_SELECTED EXCERPT_
So RMSProp is very similar to momentum but this time we have an exponentially weighted moving average not of the gradient updates but of F8 squared—that's the gradient squared. So what the gradient squared times 0.1 plus the previous value times 0.9. This is an exponentially weighted moving average of the gradient squared. So what's this number going to mean? Well if my gradient is really small and consistently really small, this will be a small number. If my gradient is highly volatile, it's going to be a big number. Or if it's just really big all the time, it'll be a big number.

Why is that interesting? Because when we do an update this time we say weight minus learning rate times gradient divided by the square root of this (shown as below).

So in other words, if our gradient is consistently very small and not volatile, let's take bigger jumps. That's kind of what we want, right? When we watched how the intercept moves so darn slowly, it's like obviously you need to just try to go faster.

So if I now run this, after just 5 epochs, this is already up to 3. Where else, with the basic version after five epochs it's still at 1.27. Remember, we have to get to 30.

Adam [01:55:44]

So the obvious thing to do (and by obvious I mean only a couple of years ago did anybody actually figure this out) is do both. So that's called Adam. So Adam is simply keep track of the exponentially weighted moving average of the gradient squared (RMSProp) and also keep track of the exponentially weighted moving average of my steps (momentum). And both divided by the exponentially weighted moving average of the squared terms and take 0.9 of a step in the same direction as last time. So it's momentum and RMSProp—that's called Adam. And look at this—5 steps, we're at 25.

Learning rate

These optimizes, people call them dynamic learning rates. A lot of people have the misunderstanding that you don't have to set a learning rate. Of course, you do. It's just like trying to identify parameters that need to move faster or consistently go in the same direction. It doesn't mean you don't need learning rates. We still have a learning rate. In fact, if I run this again, it's getting better but eventually it's just moving around the same place. So you can see what's happened is the learning rate is too high. So we could just drop it down and run it some more. Getting pretty close now, right?

So you can see, how you still need learning rate annealing even with Adam. That spreadsheet is fun to play around with. I do have a Google Sheets version of basic SGD that actually works and the macros work and everything. Google sheet is so awful and I went so insane making that work that I gave up I'm making the other ones work. So I'll share a link to the Google Sheets version. Oh my god, they do have a macro language but it's just ridiculous. Anyway, if somebody feels like fighting it to actually get all the other ones to work, they'll work. It's just annoying. So maybe somebody can get this working on Google Sheets too.


So that's weight decay and Adam, and Adam is amazingly fast.

learn = Learner(data, Mnist_NN(), loss_func=loss_func, metrics=accuracy)

_YOUR GOAL_
Copy the passage on RMSProp and Adam between "So in other" and "to go faster.", inclusive, renaming "bigger jumps" to "larger steps". The lines that come after this point are not needed.

_RECORDED DATA_

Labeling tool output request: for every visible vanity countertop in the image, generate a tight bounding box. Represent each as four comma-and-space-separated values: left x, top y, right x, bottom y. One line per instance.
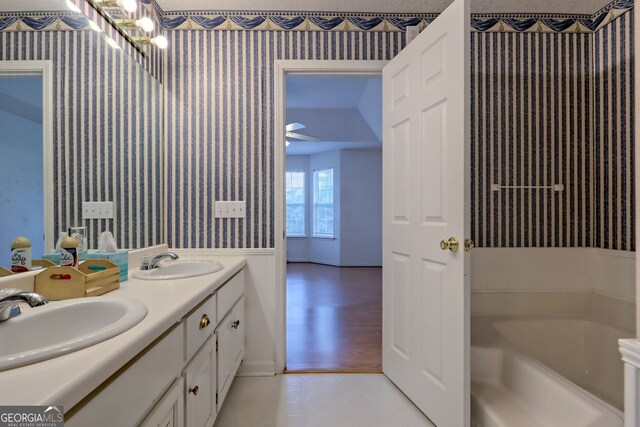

_CORRECT ANSWER_
So in other words, if our gradient is consistently very small and not volatile, let's take larger steps. That's kind of what we want, right? When we watched how the intercept moves so darn slowly, it's like obviously you need to just try to go faster.